“Questa è una società che tollera sempre di più ma accetta sempre di meno”: Caccia all’Omo, il viaggio nel Paese omofobo di Simone Alliva

by Felice Sblendorio

Per verificare l’assunto che nessun diritto civile è conquistato per sempre, bisogna aspettare il vento che cambia, una mutazione politica e sociale che ricodifica valori, stagioni di battaglie, visioni. In Italia, dopo l’approvazione della legge sulle Unioni Civili, il clima per la comunità LGBTQ+ è sicuramente cambiato.

Non una sensazione, ma un dato di fatto. L’anno scorso a renderlo esplicito, nel bel mezzo della narrazione politica salviniana, fu Monica Cirinnà, prima firmataria di quella legge, che dichiarò che bisognava «resistere per esistere». Una resistenza contro le continue aggressioni fisiche e verbali da un lato – a difesa dall’esercizio più meschino e rozzo dell’odio omofobo, e dall’altro contro una sistemica e raffinata strategia di depotenziamento di quei diritti. Sono ancora vicine, su questo tema, le parole dell’ex Ministro Fontana («le famiglie arcobaleno non esistono»), le crociate del Congresso Mondiale delle Famiglie a Verona, il ddl Pillon a testimonianza di una parte di Paese in azione per smantellare – e aggravare – un piano minimo di diritti riconosciuti nel tempo con difficoltà.

-- Record forniti --
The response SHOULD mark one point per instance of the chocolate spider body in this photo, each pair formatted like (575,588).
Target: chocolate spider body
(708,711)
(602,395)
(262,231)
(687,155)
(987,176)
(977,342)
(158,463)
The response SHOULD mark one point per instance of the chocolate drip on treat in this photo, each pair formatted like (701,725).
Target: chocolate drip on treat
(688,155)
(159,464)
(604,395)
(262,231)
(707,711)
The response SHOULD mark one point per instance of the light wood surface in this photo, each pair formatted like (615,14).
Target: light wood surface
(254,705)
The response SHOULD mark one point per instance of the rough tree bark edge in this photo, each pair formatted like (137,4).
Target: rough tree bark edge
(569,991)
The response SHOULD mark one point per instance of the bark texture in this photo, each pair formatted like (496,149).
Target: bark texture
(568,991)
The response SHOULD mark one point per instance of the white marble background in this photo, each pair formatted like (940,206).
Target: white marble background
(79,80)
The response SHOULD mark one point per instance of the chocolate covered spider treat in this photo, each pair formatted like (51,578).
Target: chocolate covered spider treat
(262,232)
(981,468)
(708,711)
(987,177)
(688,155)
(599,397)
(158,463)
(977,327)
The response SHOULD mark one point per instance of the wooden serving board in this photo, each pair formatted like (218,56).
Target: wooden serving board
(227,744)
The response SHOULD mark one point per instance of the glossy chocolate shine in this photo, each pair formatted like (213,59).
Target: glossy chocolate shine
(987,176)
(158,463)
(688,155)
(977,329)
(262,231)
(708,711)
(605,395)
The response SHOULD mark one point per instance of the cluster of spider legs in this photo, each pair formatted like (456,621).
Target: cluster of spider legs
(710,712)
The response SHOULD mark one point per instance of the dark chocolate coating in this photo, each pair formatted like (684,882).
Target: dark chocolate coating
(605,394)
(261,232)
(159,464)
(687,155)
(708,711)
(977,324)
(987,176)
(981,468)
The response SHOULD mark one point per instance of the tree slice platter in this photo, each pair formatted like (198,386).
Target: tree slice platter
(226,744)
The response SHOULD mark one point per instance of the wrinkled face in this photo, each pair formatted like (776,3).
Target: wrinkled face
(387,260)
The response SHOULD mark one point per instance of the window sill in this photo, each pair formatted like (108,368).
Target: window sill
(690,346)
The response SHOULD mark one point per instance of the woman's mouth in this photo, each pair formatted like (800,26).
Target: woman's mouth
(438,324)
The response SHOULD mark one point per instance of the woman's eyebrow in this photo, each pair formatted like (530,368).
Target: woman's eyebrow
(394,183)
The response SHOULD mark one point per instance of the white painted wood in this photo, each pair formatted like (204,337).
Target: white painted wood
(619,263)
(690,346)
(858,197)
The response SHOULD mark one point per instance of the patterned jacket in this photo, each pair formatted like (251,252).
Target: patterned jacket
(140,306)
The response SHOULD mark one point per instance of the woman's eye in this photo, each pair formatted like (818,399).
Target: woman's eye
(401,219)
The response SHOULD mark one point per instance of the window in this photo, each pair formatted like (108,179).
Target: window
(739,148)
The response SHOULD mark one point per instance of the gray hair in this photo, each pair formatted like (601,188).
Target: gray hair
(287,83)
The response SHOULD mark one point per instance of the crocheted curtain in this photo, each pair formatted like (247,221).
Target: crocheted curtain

-- Consegne --
a) Indica se le affermazioni (i) Monica Cirinnà fu la prima firmataria della legge sulle Unioni Civili, (ii) il Congresso Mondiale delle Famiglie si tenne a Milano e (iii) il clima per la comunità LGBTQ+ non è cambiato dopo quella legge concordano con il brano. Per ciascuna rispondi sì o no e cita testualmente le parole decisive.
b) Traduci in inglese la frase del brano «In Italia, dopo l’approvazione della legge sulle Unioni Civili, il clima per la comunità LGBTQ+ è sicuramente cambiato».

-- Risposte alle consegne --
a)
(i) Sì: «fu Monica Cirinnà, prima firmataria di quella legge»
(ii) No: «le crociate del Congresso Mondiale delle Famiglie a Verona»
(iii) No: «il clima per la comunità LGBTQ+ è sicuramente cambiato»

b) In Italy, after the passage of the Civil Unions law, the climate for the LGBTQ+ community has certainly changed.